• Given data:
----
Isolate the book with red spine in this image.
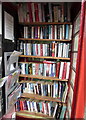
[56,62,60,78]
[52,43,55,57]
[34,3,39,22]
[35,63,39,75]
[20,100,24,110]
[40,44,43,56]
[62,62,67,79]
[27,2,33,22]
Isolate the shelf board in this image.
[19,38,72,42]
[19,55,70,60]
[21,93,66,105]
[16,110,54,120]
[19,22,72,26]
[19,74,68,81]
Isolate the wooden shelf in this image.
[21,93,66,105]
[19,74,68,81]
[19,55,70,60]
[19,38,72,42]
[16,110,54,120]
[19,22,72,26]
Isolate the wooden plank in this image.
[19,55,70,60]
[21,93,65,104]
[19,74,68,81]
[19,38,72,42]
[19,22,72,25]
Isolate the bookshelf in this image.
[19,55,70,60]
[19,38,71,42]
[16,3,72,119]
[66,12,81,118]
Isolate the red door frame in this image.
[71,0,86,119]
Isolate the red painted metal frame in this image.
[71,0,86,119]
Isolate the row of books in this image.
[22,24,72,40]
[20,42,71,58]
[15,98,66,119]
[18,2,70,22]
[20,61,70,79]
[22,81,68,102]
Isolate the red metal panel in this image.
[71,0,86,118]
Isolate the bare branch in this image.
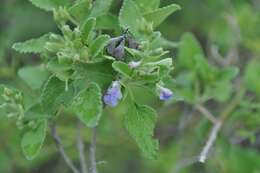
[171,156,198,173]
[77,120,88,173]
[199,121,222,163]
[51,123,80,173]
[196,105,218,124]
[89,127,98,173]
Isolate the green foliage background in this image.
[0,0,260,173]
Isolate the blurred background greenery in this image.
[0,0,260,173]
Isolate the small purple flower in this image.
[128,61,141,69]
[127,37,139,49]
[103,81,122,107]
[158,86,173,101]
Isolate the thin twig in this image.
----
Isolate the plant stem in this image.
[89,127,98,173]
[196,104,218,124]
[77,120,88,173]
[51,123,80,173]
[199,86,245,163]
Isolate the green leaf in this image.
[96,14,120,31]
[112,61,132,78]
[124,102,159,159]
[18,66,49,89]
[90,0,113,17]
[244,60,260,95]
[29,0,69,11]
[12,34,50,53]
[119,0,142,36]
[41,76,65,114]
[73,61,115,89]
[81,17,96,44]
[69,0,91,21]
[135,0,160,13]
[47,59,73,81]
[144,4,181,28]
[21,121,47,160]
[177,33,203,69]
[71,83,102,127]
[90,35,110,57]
----
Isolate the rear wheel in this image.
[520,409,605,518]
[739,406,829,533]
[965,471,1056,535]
----
• What to produce:
Can you recast the data from the line with "Isolate the shelf board in this image." through the line with "Isolate the thin twig in this image.", both included, as a numbered list, leaving out blank lines and the pictures?

• Correct result:
1. Isolate the shelf board in this image.
2. [19,38,72,42]
3. [19,55,70,60]
4. [21,93,66,105]
5. [16,110,54,120]
6. [19,22,72,26]
7. [19,74,68,81]
8. Isolate the wooden shelf in this image.
9. [21,93,66,105]
10. [19,74,68,81]
11. [19,55,70,60]
12. [19,38,72,42]
13. [16,110,54,120]
14. [19,22,72,26]
15. Isolate the wooden plank in this image.
16. [19,55,70,60]
17. [21,93,65,104]
18. [19,74,68,81]
19. [19,38,72,42]
20. [19,22,72,25]
21. Isolate the bookshelf in this image.
22. [19,55,70,60]
23. [19,38,71,42]
24. [16,3,72,119]
25. [66,12,81,118]
26. Isolate the red door frame in this image.
27. [71,0,86,119]
28. Isolate the red painted metal frame in this image.
29. [71,0,86,119]
30. Isolate the row of books in this image.
31. [22,24,72,40]
32. [20,42,71,58]
33. [15,98,66,119]
34. [18,2,70,22]
35. [20,61,70,79]
36. [22,81,68,102]
37. Isolate the red metal panel in this image.
38. [71,0,86,118]
39. Isolate the bare branch in this image.
40. [171,156,198,173]
41. [77,120,88,173]
42. [199,121,222,163]
43. [51,123,80,173]
44. [196,105,218,124]
45. [89,127,98,173]
46. Isolate the green foliage background in this image.
47. [0,0,260,173]
48. Isolate the blurred background greenery in this image.
49. [0,0,260,173]
50. Isolate the small purple flower in this image.
51. [128,61,141,69]
52. [127,37,139,49]
53. [103,81,122,107]
54. [158,86,173,101]
55. Isolate the thin twig in this image.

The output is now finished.